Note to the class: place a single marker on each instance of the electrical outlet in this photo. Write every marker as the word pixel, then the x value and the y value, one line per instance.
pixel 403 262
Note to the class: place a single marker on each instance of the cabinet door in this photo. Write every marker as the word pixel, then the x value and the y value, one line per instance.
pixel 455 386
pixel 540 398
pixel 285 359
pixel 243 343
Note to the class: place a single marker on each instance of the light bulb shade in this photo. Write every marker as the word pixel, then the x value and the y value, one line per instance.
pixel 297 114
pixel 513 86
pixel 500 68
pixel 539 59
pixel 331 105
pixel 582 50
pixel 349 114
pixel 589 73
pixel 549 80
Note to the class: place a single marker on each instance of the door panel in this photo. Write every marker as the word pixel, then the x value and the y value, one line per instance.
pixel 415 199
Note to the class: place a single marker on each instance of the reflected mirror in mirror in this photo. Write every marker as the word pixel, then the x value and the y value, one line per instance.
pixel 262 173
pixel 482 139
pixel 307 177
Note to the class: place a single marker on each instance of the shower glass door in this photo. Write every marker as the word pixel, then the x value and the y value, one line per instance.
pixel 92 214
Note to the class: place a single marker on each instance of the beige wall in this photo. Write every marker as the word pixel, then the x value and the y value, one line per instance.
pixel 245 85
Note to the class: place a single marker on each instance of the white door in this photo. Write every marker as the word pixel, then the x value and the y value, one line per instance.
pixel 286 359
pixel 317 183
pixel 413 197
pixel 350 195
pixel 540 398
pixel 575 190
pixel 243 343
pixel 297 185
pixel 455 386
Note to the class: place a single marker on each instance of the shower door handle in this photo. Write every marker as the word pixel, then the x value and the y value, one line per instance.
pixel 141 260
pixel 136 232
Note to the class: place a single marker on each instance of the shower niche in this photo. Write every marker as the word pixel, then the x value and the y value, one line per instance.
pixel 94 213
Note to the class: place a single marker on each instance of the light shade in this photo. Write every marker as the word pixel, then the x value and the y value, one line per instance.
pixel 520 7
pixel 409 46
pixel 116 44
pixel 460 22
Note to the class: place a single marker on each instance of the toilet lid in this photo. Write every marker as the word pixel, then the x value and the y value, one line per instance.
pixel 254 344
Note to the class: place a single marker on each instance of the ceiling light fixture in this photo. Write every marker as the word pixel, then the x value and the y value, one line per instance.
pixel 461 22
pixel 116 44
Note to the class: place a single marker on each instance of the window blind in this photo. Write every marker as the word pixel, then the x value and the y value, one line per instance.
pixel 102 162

## Your assignment
You are asked to copy all of the entries above exactly.

## Response to the task
Note to the class: place a single marker on each instance of the electrical outlet in this photo. Write every marker as the word pixel, then the x value and the y value, one line per instance.
pixel 403 262
Note to the class: place a single marker on each instance of the cabinet door in this photo. Write every marker as the word pixel, then the x value and the y value, one line per instance.
pixel 455 386
pixel 540 398
pixel 285 359
pixel 243 343
Note to the class: place a single marker on each instance of the light bulb shade in this photo. Write every marker as the word pixel, then the x value and the y value, one line per instance.
pixel 297 114
pixel 513 86
pixel 500 68
pixel 539 59
pixel 331 105
pixel 582 50
pixel 349 114
pixel 589 73
pixel 549 80
Note to the class: place a single marker on each instance of the door panel in this photo. Write every marker as the word pixel, then the x value and the y value, one line per instance.
pixel 415 199
Note to the class: place a single marker on each instance of the reflected mirror in mirror in this photo. Write every marker as the word pixel, then the x value and the y value, one line per instance.
pixel 262 173
pixel 482 139
pixel 307 177
Note to the class: place a single marker on each instance of the shower glass door in this photo. Write every marker as the word pixel, then the x value and the y value, one line per instance.
pixel 92 214
Note to the class: place a single marker on each instance of the beige wall in this photo. Write every marker as the word pixel, then the x value and the y value, one line per instance.
pixel 245 85
Note to the class: place a single marker on each instance of the white door in this photo. Write every marker as the word pixel, then the x value and the y value, one line per instance.
pixel 286 359
pixel 317 183
pixel 413 197
pixel 350 195
pixel 540 398
pixel 575 190
pixel 243 343
pixel 297 185
pixel 455 386
Note to the class: place a single marker on each instance of the shower door handle in this photo. Write every marker as the word pixel, then the x value and the y value, one line per instance.
pixel 141 260
pixel 136 232
Note to the class: place a single marker on each instance of the shower niche in this photo. Write every marker as the word pixel, then the x value and the y value, one line per instance.
pixel 94 213
Note to the class: place a single marker on each instance of the light shade in this photo. Write every marker as the word pixel, then the x value and the y value, one line per instance.
pixel 520 7
pixel 409 46
pixel 116 44
pixel 460 22
Note to the class: place a single marker on each instance of the toilet lid in this photo. Write every marker as the word pixel, then the x value and the y value, one line per instance.
pixel 254 344
Note to the class: place a single marker on each instance of the ceiling light fixture in this photo. Write every marker as the word pixel, then the x value and the y value, one line per instance.
pixel 461 22
pixel 116 44
Note to the class: place a single marker on each instance of the window blind in this photo. Write every marker as the word pixel, then the x value and the y value, one line per instance.
pixel 102 162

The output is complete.